▸ **The problem**: Please repeat the records below exactly, but only from the line that contains "Target: white lounge chair" onward, ending with the last line.

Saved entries
· · · · ·

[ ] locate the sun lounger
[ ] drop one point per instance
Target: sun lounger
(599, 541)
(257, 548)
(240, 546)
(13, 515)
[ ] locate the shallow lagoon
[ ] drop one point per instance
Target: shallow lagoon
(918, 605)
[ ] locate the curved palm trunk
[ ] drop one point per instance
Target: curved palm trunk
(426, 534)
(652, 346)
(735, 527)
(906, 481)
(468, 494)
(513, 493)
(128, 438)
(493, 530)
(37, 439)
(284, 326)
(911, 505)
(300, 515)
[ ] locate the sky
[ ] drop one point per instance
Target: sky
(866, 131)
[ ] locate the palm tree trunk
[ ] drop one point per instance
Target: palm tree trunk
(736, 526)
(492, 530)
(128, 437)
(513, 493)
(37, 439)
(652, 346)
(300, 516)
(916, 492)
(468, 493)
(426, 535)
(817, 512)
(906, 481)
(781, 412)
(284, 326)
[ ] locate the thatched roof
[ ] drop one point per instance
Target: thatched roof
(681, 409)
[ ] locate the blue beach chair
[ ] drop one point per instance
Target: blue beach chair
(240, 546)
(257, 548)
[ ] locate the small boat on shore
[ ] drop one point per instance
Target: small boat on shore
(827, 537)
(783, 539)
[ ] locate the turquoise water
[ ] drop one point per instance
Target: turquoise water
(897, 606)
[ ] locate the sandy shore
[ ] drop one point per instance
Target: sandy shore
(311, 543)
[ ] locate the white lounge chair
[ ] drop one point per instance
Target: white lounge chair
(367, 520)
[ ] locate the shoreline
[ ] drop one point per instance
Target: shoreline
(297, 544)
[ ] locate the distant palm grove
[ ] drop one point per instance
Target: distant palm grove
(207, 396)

· · · · ·

▸ **Problem solution**:
Target: white lounge chair
(367, 520)
[ ] locate the shoreline
[ ] drop one point per instance
Target: shoreline
(297, 544)
[ ] locate the distant palm grove
[ ] drop one point per instance
Target: distant palm grove
(207, 396)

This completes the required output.